= RECORDS SUPPLIED =
* * * * * * * * *
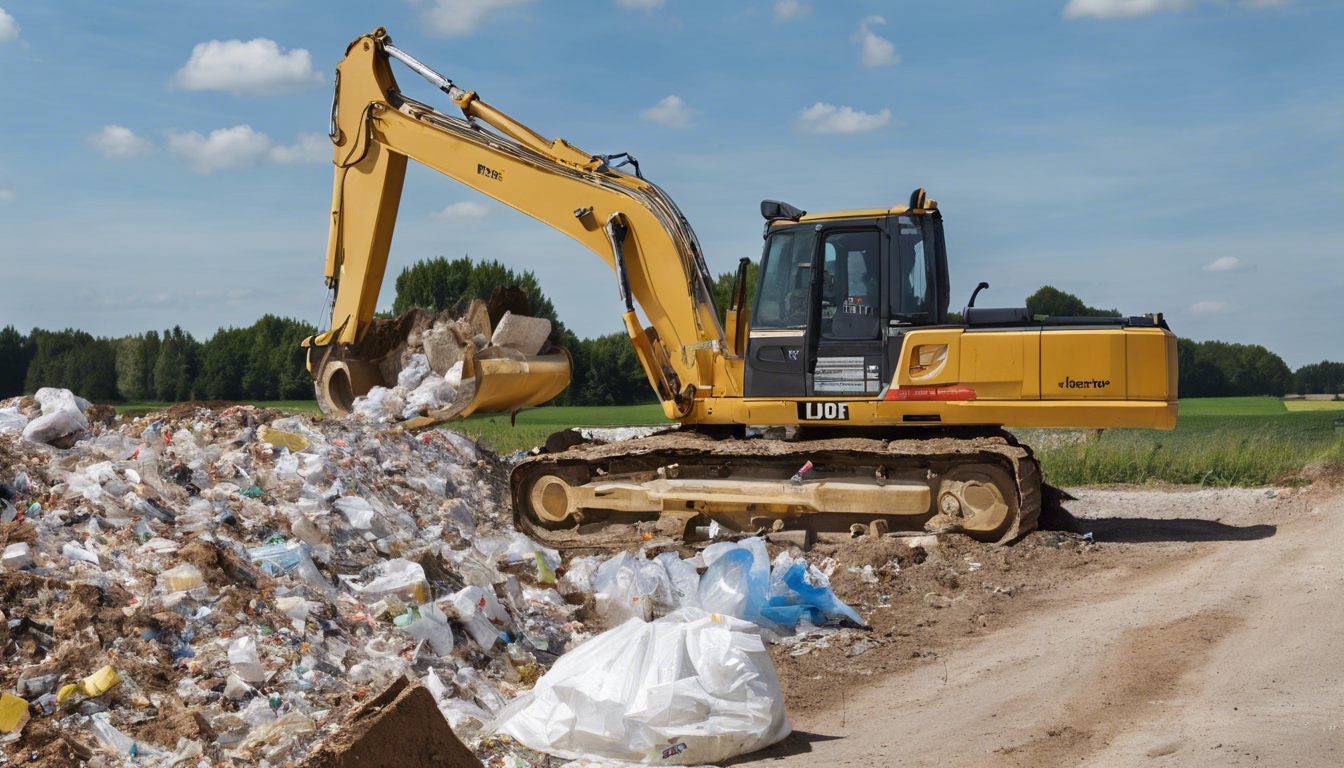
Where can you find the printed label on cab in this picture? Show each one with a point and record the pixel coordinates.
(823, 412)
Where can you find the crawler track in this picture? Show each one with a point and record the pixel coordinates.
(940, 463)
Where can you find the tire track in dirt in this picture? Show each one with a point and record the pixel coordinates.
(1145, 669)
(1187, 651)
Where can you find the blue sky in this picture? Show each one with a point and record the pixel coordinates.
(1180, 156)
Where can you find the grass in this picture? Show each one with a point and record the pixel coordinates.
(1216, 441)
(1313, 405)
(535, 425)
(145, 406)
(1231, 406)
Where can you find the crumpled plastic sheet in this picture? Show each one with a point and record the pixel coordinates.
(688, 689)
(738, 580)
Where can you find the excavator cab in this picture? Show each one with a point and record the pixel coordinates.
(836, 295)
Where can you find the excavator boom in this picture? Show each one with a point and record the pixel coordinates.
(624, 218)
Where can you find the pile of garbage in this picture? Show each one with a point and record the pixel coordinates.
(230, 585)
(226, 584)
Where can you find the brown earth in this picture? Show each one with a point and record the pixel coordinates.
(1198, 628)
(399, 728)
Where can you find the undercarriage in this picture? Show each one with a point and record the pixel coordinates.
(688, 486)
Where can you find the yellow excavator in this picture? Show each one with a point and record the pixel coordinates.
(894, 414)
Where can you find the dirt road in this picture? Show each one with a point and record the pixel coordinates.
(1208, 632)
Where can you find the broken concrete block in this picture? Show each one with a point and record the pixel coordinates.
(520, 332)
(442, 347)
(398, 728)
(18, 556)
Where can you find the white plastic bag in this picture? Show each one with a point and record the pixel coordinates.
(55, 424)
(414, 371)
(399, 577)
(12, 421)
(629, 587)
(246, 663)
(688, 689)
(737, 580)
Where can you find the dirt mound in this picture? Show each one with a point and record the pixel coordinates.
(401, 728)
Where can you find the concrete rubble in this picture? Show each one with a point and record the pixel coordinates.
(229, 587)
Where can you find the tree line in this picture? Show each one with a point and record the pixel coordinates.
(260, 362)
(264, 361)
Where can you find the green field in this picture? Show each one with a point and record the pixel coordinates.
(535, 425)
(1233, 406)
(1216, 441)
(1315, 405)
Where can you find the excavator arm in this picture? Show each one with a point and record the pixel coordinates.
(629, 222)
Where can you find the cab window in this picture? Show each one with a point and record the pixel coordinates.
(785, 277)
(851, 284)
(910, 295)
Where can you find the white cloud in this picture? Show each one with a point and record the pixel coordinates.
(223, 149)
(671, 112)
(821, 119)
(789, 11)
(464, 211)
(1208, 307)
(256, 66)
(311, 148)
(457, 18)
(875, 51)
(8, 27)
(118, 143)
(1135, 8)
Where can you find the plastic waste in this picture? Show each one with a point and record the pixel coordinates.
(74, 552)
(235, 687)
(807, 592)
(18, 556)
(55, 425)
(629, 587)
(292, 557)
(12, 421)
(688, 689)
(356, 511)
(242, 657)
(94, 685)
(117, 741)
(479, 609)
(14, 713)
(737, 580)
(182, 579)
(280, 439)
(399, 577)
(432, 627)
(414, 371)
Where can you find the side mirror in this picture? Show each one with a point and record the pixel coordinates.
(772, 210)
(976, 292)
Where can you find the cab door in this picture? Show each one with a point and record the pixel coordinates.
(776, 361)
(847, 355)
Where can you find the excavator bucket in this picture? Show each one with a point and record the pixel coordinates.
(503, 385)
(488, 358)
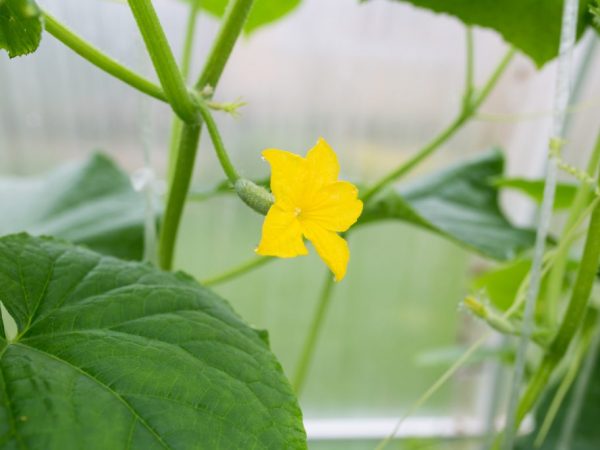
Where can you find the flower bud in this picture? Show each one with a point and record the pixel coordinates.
* * * * * * * * *
= AIM =
Rescale the stretch from the line containing "Where can you find the plastic" through the end of the entries by rewriting every line in it, requests included, with each pixel coordinate in the answers multiplied by 0.4 and rounded to a whole number, halves rounded up. Leave the pictures out of your answer.

= FULL RESPONSE =
Where can you find the plastic waste in this picture? Show each one with a point and record the pixel coordinates.
(30, 221)
(94, 275)
(323, 237)
(7, 222)
(22, 170)
(252, 235)
(117, 223)
(5, 168)
(275, 276)
(142, 204)
(97, 263)
(38, 274)
(47, 296)
(192, 244)
(6, 285)
(295, 232)
(73, 232)
(112, 176)
(160, 231)
(173, 251)
(166, 148)
Where can you find the side mirror in this picture? Show each one with a point and record the pixel coordinates.
(309, 84)
(390, 117)
Where can you find the cab door in this picture? Show each one with a point and record the pixel coordinates.
(310, 144)
(339, 142)
Where can you find the excavator bucket in this picture? Show each one with a point and record the pixel coordinates.
(201, 154)
(195, 143)
Where can you find the flower bud in this picture? Show each one with a point and record the pixel coordinates.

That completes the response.